## Start Record excerpts

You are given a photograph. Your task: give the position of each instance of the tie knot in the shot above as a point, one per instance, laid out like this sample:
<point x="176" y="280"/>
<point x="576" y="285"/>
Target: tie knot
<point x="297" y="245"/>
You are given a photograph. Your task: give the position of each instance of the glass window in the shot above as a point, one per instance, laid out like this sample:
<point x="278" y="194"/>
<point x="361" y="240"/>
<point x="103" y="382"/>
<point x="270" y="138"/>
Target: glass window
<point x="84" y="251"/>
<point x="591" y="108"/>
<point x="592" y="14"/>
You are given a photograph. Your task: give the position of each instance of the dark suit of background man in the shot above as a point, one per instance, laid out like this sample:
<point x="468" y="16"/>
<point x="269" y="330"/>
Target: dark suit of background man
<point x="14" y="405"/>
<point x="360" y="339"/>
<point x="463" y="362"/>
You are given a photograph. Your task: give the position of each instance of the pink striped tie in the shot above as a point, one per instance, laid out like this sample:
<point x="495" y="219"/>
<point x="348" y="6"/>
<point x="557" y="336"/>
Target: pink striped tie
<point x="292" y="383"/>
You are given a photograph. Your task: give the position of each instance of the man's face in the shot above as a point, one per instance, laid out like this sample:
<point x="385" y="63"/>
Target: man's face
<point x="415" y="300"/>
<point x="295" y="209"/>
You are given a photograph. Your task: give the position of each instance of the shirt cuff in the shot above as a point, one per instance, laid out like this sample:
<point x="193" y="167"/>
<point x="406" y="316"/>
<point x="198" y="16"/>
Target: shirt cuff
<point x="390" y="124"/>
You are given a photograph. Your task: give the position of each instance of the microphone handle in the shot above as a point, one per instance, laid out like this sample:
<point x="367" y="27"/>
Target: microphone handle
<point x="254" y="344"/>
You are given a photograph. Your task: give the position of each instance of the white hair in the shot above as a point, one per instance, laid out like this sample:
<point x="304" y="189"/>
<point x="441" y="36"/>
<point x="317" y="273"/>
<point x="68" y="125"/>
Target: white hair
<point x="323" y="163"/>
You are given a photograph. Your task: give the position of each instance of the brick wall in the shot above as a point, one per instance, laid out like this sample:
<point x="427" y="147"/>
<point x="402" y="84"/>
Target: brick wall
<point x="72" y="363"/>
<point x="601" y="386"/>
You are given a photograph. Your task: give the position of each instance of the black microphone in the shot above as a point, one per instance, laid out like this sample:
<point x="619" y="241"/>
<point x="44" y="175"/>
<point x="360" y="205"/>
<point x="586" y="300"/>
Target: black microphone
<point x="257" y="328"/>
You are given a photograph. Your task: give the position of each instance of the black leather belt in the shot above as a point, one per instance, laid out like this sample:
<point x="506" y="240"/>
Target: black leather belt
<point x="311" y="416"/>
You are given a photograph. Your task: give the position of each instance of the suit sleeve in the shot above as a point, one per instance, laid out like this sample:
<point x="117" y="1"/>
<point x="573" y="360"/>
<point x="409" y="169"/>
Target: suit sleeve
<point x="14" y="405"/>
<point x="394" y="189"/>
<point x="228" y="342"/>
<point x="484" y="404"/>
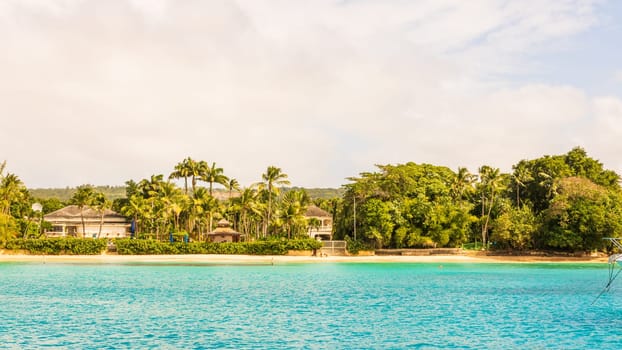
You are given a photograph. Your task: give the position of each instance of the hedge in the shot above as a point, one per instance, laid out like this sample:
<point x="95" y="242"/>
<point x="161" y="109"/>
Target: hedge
<point x="59" y="246"/>
<point x="142" y="247"/>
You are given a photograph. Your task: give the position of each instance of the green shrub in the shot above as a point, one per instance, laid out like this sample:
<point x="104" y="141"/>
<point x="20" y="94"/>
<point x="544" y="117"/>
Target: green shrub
<point x="354" y="247"/>
<point x="269" y="247"/>
<point x="58" y="246"/>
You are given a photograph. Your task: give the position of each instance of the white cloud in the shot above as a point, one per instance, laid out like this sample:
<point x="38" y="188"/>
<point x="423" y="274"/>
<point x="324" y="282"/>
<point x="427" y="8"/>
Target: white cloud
<point x="102" y="92"/>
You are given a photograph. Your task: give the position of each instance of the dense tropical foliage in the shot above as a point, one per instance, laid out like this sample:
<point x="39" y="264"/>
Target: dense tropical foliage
<point x="563" y="202"/>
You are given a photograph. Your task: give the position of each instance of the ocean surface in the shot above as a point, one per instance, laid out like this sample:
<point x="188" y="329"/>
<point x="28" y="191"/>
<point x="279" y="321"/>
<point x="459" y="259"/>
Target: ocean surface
<point x="309" y="306"/>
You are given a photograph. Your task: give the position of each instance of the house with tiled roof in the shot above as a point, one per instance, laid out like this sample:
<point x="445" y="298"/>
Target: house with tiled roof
<point x="67" y="222"/>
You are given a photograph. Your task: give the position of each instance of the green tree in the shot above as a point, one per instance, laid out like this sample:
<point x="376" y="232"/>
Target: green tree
<point x="491" y="185"/>
<point x="183" y="170"/>
<point x="101" y="204"/>
<point x="581" y="214"/>
<point x="83" y="198"/>
<point x="212" y="175"/>
<point x="272" y="178"/>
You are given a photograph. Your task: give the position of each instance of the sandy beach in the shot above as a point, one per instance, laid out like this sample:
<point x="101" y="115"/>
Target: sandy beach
<point x="272" y="260"/>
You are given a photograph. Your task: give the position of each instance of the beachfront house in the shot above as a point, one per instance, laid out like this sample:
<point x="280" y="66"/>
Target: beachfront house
<point x="324" y="230"/>
<point x="224" y="233"/>
<point x="67" y="222"/>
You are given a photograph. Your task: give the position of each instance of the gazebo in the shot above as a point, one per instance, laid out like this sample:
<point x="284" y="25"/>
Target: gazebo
<point x="223" y="233"/>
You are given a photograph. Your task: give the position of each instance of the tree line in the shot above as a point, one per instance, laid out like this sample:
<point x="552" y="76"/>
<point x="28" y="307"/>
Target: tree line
<point x="563" y="202"/>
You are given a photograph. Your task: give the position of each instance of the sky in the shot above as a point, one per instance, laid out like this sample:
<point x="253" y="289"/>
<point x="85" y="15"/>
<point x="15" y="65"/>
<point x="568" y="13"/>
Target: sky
<point x="101" y="92"/>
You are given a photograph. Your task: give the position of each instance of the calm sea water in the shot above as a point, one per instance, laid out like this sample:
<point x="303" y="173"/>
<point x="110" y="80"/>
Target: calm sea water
<point x="314" y="306"/>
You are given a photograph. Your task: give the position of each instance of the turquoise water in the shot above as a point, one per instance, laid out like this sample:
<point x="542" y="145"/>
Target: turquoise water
<point x="314" y="306"/>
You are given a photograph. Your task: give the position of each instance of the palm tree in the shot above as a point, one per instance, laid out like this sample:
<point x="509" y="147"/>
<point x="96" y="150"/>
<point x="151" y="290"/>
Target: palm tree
<point x="491" y="181"/>
<point x="213" y="175"/>
<point x="199" y="204"/>
<point x="83" y="198"/>
<point x="173" y="202"/>
<point x="314" y="223"/>
<point x="272" y="178"/>
<point x="101" y="204"/>
<point x="521" y="176"/>
<point x="232" y="185"/>
<point x="294" y="205"/>
<point x="137" y="208"/>
<point x="149" y="189"/>
<point x="183" y="170"/>
<point x="462" y="183"/>
<point x="249" y="208"/>
<point x="10" y="191"/>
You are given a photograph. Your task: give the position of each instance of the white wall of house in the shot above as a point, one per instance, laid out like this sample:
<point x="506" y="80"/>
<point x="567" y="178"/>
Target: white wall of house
<point x="111" y="230"/>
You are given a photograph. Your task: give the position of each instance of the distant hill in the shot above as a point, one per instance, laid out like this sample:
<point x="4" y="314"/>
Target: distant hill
<point x="114" y="192"/>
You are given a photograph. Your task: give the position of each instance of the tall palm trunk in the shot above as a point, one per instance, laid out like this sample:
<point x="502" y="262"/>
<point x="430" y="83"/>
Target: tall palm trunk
<point x="83" y="224"/>
<point x="101" y="223"/>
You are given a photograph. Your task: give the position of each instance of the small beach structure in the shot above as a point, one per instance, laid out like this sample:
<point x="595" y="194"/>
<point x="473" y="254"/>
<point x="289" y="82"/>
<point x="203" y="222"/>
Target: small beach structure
<point x="67" y="222"/>
<point x="325" y="230"/>
<point x="223" y="233"/>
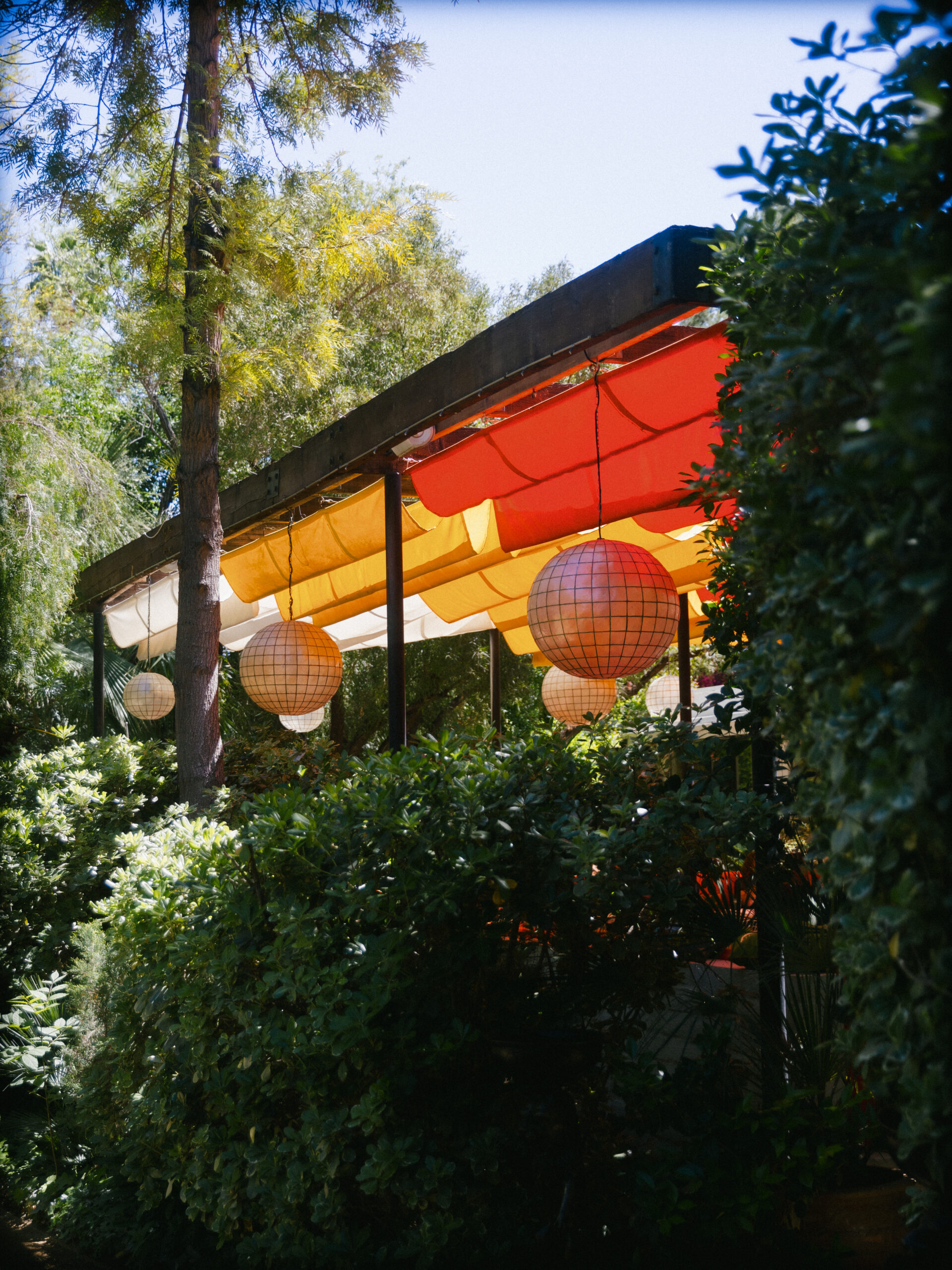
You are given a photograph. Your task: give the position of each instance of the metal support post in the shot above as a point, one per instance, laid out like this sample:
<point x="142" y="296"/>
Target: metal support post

## End Record excerpts

Aim of the exercise:
Output the line containing "of the small" along with every line after it to the end of the material, exactly as written, but without pictures.

The result:
You are given a photograph. Your task: give the position of each instance of the small beach structure in the shot above as a point, one per instance, laid out like this sample:
<point x="595" y="194"/>
<point x="473" y="254"/>
<point x="289" y="82"/>
<point x="203" y="222"/>
Target: small beach structure
<point x="67" y="222"/>
<point x="325" y="230"/>
<point x="223" y="233"/>
You are given a photograph. Your task: give the position of each instance of the metal support post in the shot above as a point, one per instance, laid out like this sample:
<point x="142" y="296"/>
Target: metal support post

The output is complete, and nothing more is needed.